* [Selection]
============================================================
Volumetric and capacity studies

Introduction

Pandora FMS is a complex distributed application that has different key elements, susceptible to represent a bottleneck if it is not sized and configured correctly. The purpose of this chapter is to help to carry out a capacity study, to analyze the scalability of Pandora FMS according to a specific set of parameters. This study will help to find out the requirements that the installation should have to be able to support a certain capacity.

Load tests are also used to see the maximum capacity per server. In the current architecture model (version 3.0 or later), with “N” independent servers and a Command Center (Metaconsole) installed, this scalability tends to be of linear order, while scalability based on centralized models is exponential.

Data storage and compaction

The fact that Pandora FMS compacts data in real time is very relevant in order to calculate the size that they are going to occupy. An initial study was made comparing the way of storing the data of a classic system to the “asynchronous” way of storing Pandora FMS data. This can be seen in the diagram included in this chapter.

In a conventional system

For one check, with an average of 20 repetitions per day, there is a total of 5 MB per year in occupied space. For 50 checks per agent, that's 250 MB per year.

In a non-conventional system, asynchronous or with compaction, such as Pandora FMS.

For one check, with an average of 0.1 variations per day, you have a total of 12.3 KB per year in occupied space. For 50 checks per agent, that is 615 KB per year.

Specific terminology

A glossary of terms specific to this study is described below:

Information fragmentation: The information that Pandora FMS manages may have different performance, either constantly changing (for example a CPU percentage meter) or being static (for example the status of a service). Since Pandora FMS takes advantage of this to compact the information in the database (DB), it is a critical factor for the performance and the capacity study, since the more fragmentation, the more size in the DB and the more processing capacity will be necessary to process the same information.
Module: This is the basic piece of information collected for monitoring. In some environments it is known as an Event, in others as a monitor and in others as a metric.
Interval: The time between data collections from a module. It is usually expressed in minutes or seconds. The “average” value is usually 5 minutes.
Alert: This is the notification that Pandora FMS runs when a data goes out of the established limits or changes its status to CRITICAL or WARNING.
============================================================
* [Information supplied]
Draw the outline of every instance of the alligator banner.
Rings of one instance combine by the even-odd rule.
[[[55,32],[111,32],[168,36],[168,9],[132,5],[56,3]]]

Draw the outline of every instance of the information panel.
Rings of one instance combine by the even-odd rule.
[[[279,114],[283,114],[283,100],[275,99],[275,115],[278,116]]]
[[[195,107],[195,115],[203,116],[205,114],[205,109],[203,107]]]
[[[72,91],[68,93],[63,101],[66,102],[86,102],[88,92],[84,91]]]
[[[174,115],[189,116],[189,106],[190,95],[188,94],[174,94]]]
============================================================
* [Direction A]
Using only the capacity study text, decide whether each statement agrees with it. Answer yes or no for each and quote the deciding words.
(i) In a conventional system, 50 checks per agent occupy 250 MB per year.
(ii) The average interval between data collections from a module is usually 10 minutes.
(iii) Scalability based on centralized models tends to be of linear order.
* [Direction B]
Write the next part of the capacity study text, picking up after its final sentence.

* [Task output A]
(i) Yes: "For 50 checks per agent, that's 250 MB per year."
(ii) No: "The “average” value is usually 5 minutes."
(iii) No: "while scalability based on centralized models is exponential."

* [Task output B]
Example of a capacity study

Scope definition

The study was carried out with an implementation divided into three main stages:

Phase 1: Deployment of 500 agents.
Phase 2: Deployment of 3000 agents.
Phase 3: Deployment of 6,000 agents.

In order to determine the exact requirements of Pandora FMS in implementations made up by this data volume, it is necessary to know very well what kind of monitoring will be done, with the highest possible accuracy. For the following study we specifically took into account the features of the environment of a fictitious client called “QUASAR TECHNOLOGIES” that can be summarized in the following points:

Monitoring 90% based on software agents.
Homogeneous systems with a series of characterizations grouped into technologies / policies.
Highly variable intervals between the different modules and events to be monitored.
Large amount of asynchronous information (events, log items).
Lots of process status information with very little probability of change.
Little information on yields compared to the total.

After making an exhaustive study of all the technologies and determining the scope of the implementation (identifying the systems and their monitoring profiles), the following conclusions were reached:

There is an average of 40 modules and events per machine.
The average monitoring interval is 1200 seconds (20 minutes).
Having modules that report information every 5 minutes and modules that report information once a week.
From the entire set of total modules (240,000), the probability of change of each event for each sample was set to 25%.
The alert rate per module was determined at 1.3 (i.e. 1.3 alerts per module/event).
It is estimated (in this case it is an estimate based on our experience) that the probability of triggering an alert is 1%.

Capacity measurement

Once the basic requirements for the implementation in each stage (modules/second rate, number of total alerts, modules per day and megabytes per month) are known, a real stress test will be performed on a server relatively similar to the production systems (it was not possible to test on a machine similar to the production ones).

These stress tests will tell which process capacity Pandora FMS has in a server and what its degradation level with time is. This is useful for the following purposes:

By means of an extrapolation, to find out if the final volume of the project will be feasible with the hardware provided for this purpose.
Know what the limits of online storage are and what should be the cut-off points from which information is moved to history databases.
To know the response margins in the event of processing peaks, derived from problems that may arise (service stops, scheduped downtimes) where information pending processing accumulates.
To know the impact on performance derived from the different quality (percentage of change) of the monitoring information.
To understand the impact of alert processes in large volumes.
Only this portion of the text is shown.